Excerpts from a detection dataset
Begin

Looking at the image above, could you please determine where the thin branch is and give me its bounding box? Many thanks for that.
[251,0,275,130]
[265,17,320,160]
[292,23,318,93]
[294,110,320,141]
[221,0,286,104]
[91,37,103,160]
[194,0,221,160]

End

* [The problem]:
Rewrite every line of the records above, text lines included, multiplying each bounding box coordinate in the answers by 2.3 and rounding it to a whole number, with halves rounded up.

* [Solution to the exercise]:
Looking at the image above, could you please determine where the thin branch is and give me its bounding box? Many thanks for that.
[577,0,633,299]
[610,39,736,368]
[672,53,731,214]
[676,253,736,324]
[508,0,658,239]
[209,85,237,368]
[446,0,508,368]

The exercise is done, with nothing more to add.